:: WORK TO BE COMPLETED ::
Please format the items below as a two-column CSV with the columns "prompt" and "response". Give one row per item, with the item's text and its answer each in a single quoted field and any line breaks replaced by spaces. Begin at the line that contains "Would you be so kind as to point out the dark" and continue through the end of the items.

╭──

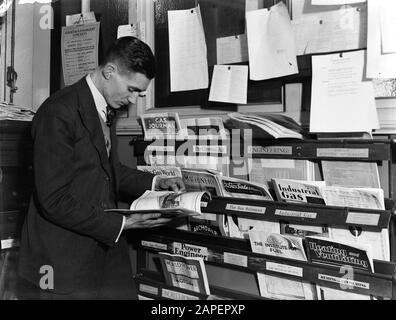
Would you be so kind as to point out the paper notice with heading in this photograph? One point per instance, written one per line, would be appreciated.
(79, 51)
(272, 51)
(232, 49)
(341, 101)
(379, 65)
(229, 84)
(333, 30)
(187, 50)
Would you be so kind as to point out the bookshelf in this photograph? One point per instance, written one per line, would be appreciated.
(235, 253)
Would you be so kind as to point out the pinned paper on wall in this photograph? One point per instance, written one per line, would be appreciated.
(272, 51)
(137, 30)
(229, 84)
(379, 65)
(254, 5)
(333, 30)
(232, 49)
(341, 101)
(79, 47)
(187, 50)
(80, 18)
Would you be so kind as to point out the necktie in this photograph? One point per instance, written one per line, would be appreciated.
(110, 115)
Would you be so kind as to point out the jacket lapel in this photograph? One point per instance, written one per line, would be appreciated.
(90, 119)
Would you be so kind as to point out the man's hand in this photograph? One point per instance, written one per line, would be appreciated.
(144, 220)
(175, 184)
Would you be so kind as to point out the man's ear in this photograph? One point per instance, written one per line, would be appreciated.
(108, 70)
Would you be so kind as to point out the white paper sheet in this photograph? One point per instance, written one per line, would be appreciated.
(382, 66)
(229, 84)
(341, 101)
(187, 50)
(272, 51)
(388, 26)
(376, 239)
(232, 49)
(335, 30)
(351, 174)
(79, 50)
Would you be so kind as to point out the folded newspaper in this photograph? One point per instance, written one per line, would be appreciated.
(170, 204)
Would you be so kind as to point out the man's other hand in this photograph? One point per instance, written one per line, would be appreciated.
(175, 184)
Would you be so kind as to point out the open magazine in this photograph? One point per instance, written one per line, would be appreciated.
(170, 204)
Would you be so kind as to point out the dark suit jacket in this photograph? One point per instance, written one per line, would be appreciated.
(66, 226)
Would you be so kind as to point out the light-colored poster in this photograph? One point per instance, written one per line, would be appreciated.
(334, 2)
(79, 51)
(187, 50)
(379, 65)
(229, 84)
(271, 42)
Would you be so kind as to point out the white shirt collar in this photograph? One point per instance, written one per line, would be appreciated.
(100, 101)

╰──

:: EXPECTED ANSWER ::
prompt,response
"Would you be so kind as to point out the dark suit jacket in this photograph? One point per instance, written one per line, would be appreciated.","(66, 226)"
"Would you be so kind as to point out the light-colored poster in this photograph? One point per instance, written one per line, would be appreciated.","(334, 2) (79, 51) (187, 50) (379, 65) (229, 84) (271, 42)"
"Would you be so kind as to point out the white shirt collar in this photograph? One point per instance, written one per line, would be appreciated.","(100, 101)"